Rescale the lines from the one containing "Definition first: for each instance of the stone" through the last line, and write out only those lines, requests included. Multiply every coordinate in the answers by 1.8 and round it to a whole number, with halves rounded up. Leave the requests and their format samples unchanged.

□ □ □ □

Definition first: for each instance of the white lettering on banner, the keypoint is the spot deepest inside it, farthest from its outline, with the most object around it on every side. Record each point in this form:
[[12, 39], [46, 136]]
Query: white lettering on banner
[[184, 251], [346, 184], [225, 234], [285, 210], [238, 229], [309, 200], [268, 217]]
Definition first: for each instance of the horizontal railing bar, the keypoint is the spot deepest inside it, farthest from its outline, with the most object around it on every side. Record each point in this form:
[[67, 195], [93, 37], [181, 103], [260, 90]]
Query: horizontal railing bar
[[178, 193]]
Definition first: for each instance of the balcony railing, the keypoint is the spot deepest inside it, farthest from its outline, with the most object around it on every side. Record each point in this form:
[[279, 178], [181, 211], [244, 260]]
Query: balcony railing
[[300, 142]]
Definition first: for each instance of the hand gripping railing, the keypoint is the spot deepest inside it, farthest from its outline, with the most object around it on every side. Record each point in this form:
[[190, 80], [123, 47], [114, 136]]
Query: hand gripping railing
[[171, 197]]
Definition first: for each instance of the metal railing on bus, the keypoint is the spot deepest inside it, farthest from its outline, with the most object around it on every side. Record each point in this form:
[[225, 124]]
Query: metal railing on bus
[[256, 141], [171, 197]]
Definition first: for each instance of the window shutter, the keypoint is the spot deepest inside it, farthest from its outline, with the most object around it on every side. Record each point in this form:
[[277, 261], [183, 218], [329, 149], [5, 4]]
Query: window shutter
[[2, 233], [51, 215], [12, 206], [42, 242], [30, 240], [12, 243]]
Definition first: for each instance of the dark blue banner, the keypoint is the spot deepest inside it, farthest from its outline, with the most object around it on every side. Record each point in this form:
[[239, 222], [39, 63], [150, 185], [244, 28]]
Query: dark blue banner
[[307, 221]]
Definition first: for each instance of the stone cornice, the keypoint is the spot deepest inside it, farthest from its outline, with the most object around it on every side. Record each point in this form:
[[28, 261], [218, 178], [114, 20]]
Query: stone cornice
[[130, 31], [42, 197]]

□ □ □ □

• Solution:
Definition first: for each instance of the stone cornice, the keypoint is the spot deepest inside it, farthest from its outline, with the most object around it on every side. Record each point in this form:
[[28, 261], [218, 178], [114, 20]]
Query: stone cornice
[[234, 56], [76, 355]]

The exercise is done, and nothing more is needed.